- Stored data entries
------------------------------------------------------------
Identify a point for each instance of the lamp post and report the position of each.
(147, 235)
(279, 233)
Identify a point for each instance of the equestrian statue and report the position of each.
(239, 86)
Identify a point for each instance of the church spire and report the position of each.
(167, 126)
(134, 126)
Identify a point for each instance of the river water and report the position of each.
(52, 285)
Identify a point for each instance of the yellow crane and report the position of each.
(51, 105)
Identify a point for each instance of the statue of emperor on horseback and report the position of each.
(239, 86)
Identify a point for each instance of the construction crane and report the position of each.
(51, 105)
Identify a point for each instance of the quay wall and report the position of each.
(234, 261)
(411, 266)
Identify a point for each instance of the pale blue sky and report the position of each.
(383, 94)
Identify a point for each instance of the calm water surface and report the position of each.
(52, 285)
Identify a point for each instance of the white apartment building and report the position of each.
------------------------------------------------------------
- Task
All that is wanted is the set of lines from the one with "Identify a point for each instance of the calm" through the last line of the entries, both included, output exactly.

- Task result
Identify a point for each instance of the calm water surface and report the position of each.
(52, 285)
Identify a point for each instance of the white apartment building and report the position of each.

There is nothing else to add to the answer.